# motivation



## wonderwoman (Nov 14, 2009)

Hi everyone, is there anyone who has a weight issue or just want to be that bit more healthier???would you be interested in meeting up each week/daily whatever suits really to keep fit, keep motivated swap recipes ect. Its hard trying to stay motivated, judging by past posts there seems to be a lot of people like myself, who needs that extra motivation, so come on what are we waiting for lets get active


----------



## pamela0810 (Apr 5, 2010)

Hi Wonderwoman, just wanted to say that this is a great initiative. I'm sorry I won't be able to commit at this point of time because I really have been running around like a headless chicken the past month and a half trying hard to balance work and a personal life!
I just wanted to wish you good luck! I know how hard it can be and motivation plays a very important role in sticking to your goals. If you'd like to chat online, etc I'm always here!


----------



## Rochelle (Sep 20, 2010)

I would.. I am SERIOUSLY unfit at the moment.. but I think I live the complete op end of Dubai so the hour + travelling would need its own motivational crew 

Good luck though


----------



## wonderwoman (Nov 14, 2009)

*hi*



pamela0810 said:


> Hi Wonderwoman, just wanted to say that this is a great initiative. I'm sorry I won't be able to commit at this point of time because I really have been running around like a headless chicken the past month and a half trying hard to balance work and a personal life!
> I just wanted to wish you good luck! I know how hard it can be and motivation plays a very important role in sticking to your goals. If you'd like to chat online, etc I'm always here!


hi pamela, your reply is greatly appericated and thank you for your kind words. I cannot believe that i have only had two replies, last week there was quiet a few people on the forum moaning about there weight issues, where have they all gone??. I know how difficult it can be when trying to juggle and finding a happy balance between work and personal time i wish you luck on that aspect.:clap2::clap2:


----------



## Jynxgirl (Nov 27, 2009)

********************

*WORK INSTRUCTIONS:* Quote everything in the motivation thread from "## pamela0810 (Apr" down to "(Sep 20, 2010)". Work only from the motivation thread above.

*SUPPLIED INFORMATION:*
********************

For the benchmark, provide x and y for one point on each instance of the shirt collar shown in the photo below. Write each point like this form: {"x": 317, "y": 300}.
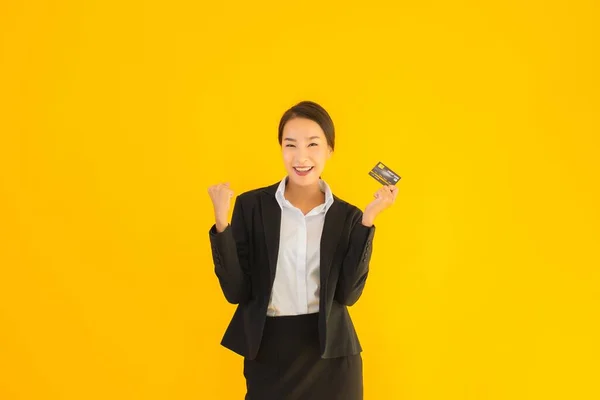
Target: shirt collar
{"x": 283, "y": 202}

********************

*RESULT FOR THIS EXERCISE:*
## pamela0810 (Apr 5, 2010)

Hi Wonderwoman, just wanted to say that this is a great initiative. I'm sorry I won't be able to commit at this point of time because I really have been running around like a headless chicken the past month and a half trying hard to balance work and a personal life!
I just wanted to wish you good luck! I know how hard it can be and motivation plays a very important role in sticking to your goals. If you'd like to chat online, etc I'm always here!


----------



## Rochelle (Sep 20, 2010)